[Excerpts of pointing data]
———
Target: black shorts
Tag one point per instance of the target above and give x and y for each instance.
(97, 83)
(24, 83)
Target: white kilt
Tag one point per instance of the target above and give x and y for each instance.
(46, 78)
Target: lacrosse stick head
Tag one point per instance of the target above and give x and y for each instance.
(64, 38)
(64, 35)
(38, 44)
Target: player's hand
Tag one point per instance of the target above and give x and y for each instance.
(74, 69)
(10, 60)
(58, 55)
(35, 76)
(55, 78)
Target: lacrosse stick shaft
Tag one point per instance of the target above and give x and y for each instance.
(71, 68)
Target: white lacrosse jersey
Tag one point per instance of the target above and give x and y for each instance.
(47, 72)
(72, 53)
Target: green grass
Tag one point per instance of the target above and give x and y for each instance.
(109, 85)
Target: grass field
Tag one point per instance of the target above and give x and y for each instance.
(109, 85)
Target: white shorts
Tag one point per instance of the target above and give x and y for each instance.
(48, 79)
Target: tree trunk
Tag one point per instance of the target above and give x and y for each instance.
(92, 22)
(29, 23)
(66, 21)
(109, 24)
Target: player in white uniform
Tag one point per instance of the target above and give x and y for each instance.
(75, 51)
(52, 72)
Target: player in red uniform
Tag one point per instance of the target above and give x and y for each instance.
———
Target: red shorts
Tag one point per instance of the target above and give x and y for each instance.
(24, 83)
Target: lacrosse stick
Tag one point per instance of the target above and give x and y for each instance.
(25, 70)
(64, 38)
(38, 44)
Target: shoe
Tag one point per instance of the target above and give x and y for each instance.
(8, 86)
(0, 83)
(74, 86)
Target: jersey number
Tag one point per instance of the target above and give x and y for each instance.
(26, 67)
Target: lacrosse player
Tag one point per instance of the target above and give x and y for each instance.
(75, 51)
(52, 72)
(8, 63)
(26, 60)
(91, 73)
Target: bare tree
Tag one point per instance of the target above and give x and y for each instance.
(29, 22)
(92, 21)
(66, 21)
———
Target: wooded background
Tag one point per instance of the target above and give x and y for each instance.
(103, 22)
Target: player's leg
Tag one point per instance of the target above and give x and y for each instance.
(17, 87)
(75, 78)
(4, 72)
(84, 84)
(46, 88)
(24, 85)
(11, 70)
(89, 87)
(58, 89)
———
Locate each line in the entries above that includes the word "player" and copy all of those lines in full.

Target: player's hand
Target: player in white uniform
Target: player in red uniform
Target: lacrosse player
Target: player's leg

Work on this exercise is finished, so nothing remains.